- _Aim_
The records are to be restated in their entirety, word for word.

━━ Material provided

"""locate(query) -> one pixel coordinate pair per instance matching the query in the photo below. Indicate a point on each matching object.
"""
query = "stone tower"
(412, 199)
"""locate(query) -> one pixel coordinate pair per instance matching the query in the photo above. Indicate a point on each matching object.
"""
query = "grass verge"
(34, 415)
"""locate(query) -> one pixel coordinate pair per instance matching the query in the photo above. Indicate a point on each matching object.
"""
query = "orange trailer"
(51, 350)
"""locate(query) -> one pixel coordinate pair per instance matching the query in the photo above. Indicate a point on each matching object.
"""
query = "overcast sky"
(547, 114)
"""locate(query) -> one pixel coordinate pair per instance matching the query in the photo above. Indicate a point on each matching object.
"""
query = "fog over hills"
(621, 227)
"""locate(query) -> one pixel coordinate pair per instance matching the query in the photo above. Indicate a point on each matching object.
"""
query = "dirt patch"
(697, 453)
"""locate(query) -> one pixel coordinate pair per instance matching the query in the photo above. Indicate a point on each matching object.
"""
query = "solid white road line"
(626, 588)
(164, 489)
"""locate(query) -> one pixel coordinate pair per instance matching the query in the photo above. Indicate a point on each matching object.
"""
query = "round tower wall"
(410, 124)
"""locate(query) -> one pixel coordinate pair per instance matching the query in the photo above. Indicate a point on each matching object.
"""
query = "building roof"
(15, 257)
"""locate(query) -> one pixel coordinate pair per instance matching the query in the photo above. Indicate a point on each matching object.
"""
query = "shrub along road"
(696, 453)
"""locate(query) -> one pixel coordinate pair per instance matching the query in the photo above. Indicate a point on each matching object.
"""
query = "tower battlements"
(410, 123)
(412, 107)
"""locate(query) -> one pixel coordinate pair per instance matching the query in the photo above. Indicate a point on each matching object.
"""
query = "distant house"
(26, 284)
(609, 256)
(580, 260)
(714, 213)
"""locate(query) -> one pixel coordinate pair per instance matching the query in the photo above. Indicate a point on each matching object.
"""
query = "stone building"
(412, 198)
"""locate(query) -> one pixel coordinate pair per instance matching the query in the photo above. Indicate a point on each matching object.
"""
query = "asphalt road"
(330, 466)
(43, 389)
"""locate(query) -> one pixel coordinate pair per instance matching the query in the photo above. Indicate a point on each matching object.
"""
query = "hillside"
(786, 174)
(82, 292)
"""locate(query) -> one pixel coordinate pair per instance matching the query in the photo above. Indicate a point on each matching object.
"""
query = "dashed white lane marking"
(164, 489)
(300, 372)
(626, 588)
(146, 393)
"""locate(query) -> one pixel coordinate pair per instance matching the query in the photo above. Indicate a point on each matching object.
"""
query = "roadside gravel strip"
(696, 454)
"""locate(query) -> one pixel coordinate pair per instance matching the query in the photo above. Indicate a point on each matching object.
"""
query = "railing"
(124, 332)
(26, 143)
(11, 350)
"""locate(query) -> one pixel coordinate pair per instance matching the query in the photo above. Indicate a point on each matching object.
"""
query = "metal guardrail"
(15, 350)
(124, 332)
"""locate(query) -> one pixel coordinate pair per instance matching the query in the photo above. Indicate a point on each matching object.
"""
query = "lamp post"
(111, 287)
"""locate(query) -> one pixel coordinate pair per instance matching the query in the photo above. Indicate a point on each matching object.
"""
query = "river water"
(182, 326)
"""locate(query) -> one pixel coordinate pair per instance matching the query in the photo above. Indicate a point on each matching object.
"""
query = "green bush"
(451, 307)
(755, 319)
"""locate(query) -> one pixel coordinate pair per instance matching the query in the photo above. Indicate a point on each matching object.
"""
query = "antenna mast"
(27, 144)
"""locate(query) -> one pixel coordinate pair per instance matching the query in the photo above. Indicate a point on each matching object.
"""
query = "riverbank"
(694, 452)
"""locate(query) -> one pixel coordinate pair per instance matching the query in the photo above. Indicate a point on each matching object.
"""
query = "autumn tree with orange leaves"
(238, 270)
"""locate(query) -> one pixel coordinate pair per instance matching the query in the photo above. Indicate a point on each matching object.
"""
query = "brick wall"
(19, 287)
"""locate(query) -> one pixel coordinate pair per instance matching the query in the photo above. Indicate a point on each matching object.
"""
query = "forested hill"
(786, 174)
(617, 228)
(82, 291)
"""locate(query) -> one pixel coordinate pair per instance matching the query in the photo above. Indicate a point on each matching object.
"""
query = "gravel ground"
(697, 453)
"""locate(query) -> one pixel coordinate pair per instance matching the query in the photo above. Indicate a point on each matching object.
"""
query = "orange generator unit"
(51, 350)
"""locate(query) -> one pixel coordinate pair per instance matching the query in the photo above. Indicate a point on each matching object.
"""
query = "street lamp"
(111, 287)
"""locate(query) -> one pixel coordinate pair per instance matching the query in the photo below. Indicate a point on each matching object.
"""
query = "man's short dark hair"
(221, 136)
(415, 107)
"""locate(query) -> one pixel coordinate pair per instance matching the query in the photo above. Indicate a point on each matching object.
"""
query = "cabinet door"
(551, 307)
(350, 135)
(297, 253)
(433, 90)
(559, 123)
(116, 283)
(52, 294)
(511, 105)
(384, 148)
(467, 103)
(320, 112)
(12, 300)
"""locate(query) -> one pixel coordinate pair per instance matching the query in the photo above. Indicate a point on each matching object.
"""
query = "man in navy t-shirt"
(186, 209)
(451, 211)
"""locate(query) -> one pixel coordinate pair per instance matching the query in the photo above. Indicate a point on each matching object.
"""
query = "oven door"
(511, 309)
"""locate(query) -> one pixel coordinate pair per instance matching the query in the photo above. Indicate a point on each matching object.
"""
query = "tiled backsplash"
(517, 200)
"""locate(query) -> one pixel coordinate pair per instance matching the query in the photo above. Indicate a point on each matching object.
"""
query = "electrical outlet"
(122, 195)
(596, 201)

━━━━

- _Exercise response_
"""locate(query) -> one pixel coordinate pair per instance matching the query in the photo below. Indicate a point on each matching object.
"""
query = "stone tower"
(412, 199)
"""locate(query) -> one pixel coordinate pair per instance matching the query in the photo above. Indicate a point on each matching object.
"""
query = "grass verge"
(34, 415)
"""locate(query) -> one pixel coordinate pair per instance matching the query in the photo above. Indicate a point on each matching object.
"""
query = "orange trailer"
(51, 350)
"""locate(query) -> one pixel coordinate pair per instance matching the query in the photo above. Indicate a point on each matching object.
"""
query = "overcast sky"
(547, 114)
"""locate(query) -> one pixel coordinate pair per instance matching the query in the photo above. Indicate a point on each matching object.
"""
query = "fog over hills"
(621, 227)
"""locate(query) -> one pixel coordinate pair per instance matching the query in the photo above. Indicate a point on each matching object.
"""
query = "dirt patch"
(697, 453)
"""locate(query) -> one pixel coordinate pair per instance matching the query in the photo above. Indicate a point on each matching object.
"""
query = "solid white road line"
(626, 588)
(164, 489)
"""locate(query) -> one pixel coordinate pair per instance matching the query in the photo above. Indicate a point on each matching object.
"""
query = "round tower wall"
(410, 124)
"""locate(query) -> one pixel coordinate pair per instance matching the query in the photo above. Indicate a point on each matching object.
"""
query = "building roof"
(15, 257)
"""locate(query) -> one pixel coordinate pair per instance matching the query in the photo above. Indicate a point on each matching object.
"""
query = "shrub along road"
(696, 453)
"""locate(query) -> one pixel coordinate pair per instance matching the query in the photo above. Indicate a point on each matching object.
"""
query = "tower battlements"
(410, 123)
(412, 107)
"""locate(query) -> one pixel coordinate pair per instance matching the query in the photo above. Indicate a point on each matching object.
"""
query = "distant house"
(26, 284)
(609, 256)
(580, 260)
(714, 213)
"""locate(query) -> one pixel coordinate pair per instance matching the query in the photo above. Indicate a point on each matching object.
"""
query = "stone building"
(412, 198)
"""locate(query) -> one pixel coordinate pair per instance matching the query in the photo above. Indicate a point on each matching object.
"""
query = "asphalt road"
(330, 466)
(43, 389)
"""locate(query) -> one pixel coordinate pair per instance matching the query in the photo above. Indicate a point on each matching object.
"""
query = "hillside"
(786, 174)
(82, 292)
"""locate(query) -> one pixel coordinate pair per instance matching the query in the photo above. Indicate a point on each matching object.
"""
query = "dashed white lane marking"
(164, 489)
(300, 372)
(626, 588)
(146, 393)
"""locate(query) -> one pixel coordinate pair per instance matching the query in the photo above. Indicate a point on each matching object.
"""
query = "roadside gravel strip"
(696, 454)
"""locate(query) -> one pixel coordinate pair per instance matching the query in the photo above. Indicate a point on each matching object.
"""
query = "railing"
(124, 332)
(26, 143)
(11, 350)
"""locate(query) -> one pixel coordinate pair per instance matching the query in the photo above. Indicate a point on each matching object.
"""
query = "metal guardrail"
(15, 350)
(124, 332)
"""locate(query) -> one pixel coordinate pair per instance matching the query in the photo above. Indicate a point on each matching object.
"""
query = "lamp post"
(111, 287)
"""locate(query) -> one pixel coordinate pair per instance matching the query in the photo above. Indicate a point on each matching object.
"""
query = "river water"
(182, 326)
"""locate(query) -> one pixel coordinate pair per instance matching the query in the photo above. Indicate a point on each matching object.
"""
query = "green bush"
(451, 307)
(755, 319)
"""locate(query) -> one pixel coordinate pair per instance matching the query in the photo above. Indicate a point on each matching object.
"""
query = "antenna mast"
(27, 144)
"""locate(query) -> one pixel coordinate pair per instance matching the query in the photo above. Indicate a point on each matching object.
"""
query = "riverbank"
(694, 452)
"""locate(query) -> one pixel coordinate pair per instance matching the query in the photo above. Indicate a point on each matching object.
"""
query = "autumn tree with orange leaves"
(238, 270)
"""locate(query) -> one pixel coordinate pair per instance matching the query in the photo above. Indicate a point on each matching object.
"""
query = "brick wall"
(19, 287)
"""locate(query) -> one pixel coordinate pair per instance matching the query in the photo above. Indicate a point on each matching object.
"""
query = "forested hill"
(786, 174)
(617, 228)
(82, 291)
"""locate(query) -> one pixel coordinate pair per instance matching the query in the photo above. Indicate a point on each matching object.
"""
query = "gravel ground"
(697, 453)
"""locate(query) -> one pixel coordinate pair per instance matching the query in the photo above. Indicate a point on each matching object.
"""
query = "orange generator unit"
(51, 350)
"""locate(query) -> one pixel coordinate pair per instance matching the query in the photo above. Indicate a point on each matching object.
"""
query = "street lamp"
(111, 287)
"""locate(query) -> one pixel coordinate pair per instance matching the query in the photo below. Indicate a point on each matching object.
"""
query = "man's short dark hair"
(221, 136)
(415, 107)
"""locate(query) -> one pixel coordinate pair per instance matching the query in the photo above. Indicate a point on each matching object.
"""
query = "cabinet door"
(551, 307)
(350, 135)
(297, 253)
(433, 90)
(559, 123)
(116, 283)
(52, 294)
(511, 105)
(384, 148)
(467, 103)
(320, 112)
(12, 300)
"""locate(query) -> one pixel coordinate pair per instance matching the query in the photo above. Indicate a point on each matching object.
"""
query = "man in navy t-shirt"
(186, 209)
(451, 211)
"""locate(query) -> one pixel coordinate pair per instance matching the query in the photo above. Indicate a point on each matching object.
"""
query = "oven door"
(511, 309)
"""locate(query) -> one pixel coordinate pair per instance matching the query in the photo above. Indicate a point on each matching object.
"""
query = "tiled backsplash"
(517, 200)
"""locate(query) -> one pixel coordinate pair per instance matching the query in the photo above. Indicate a point on each matching object.
"""
query = "electrical outlet"
(122, 195)
(596, 201)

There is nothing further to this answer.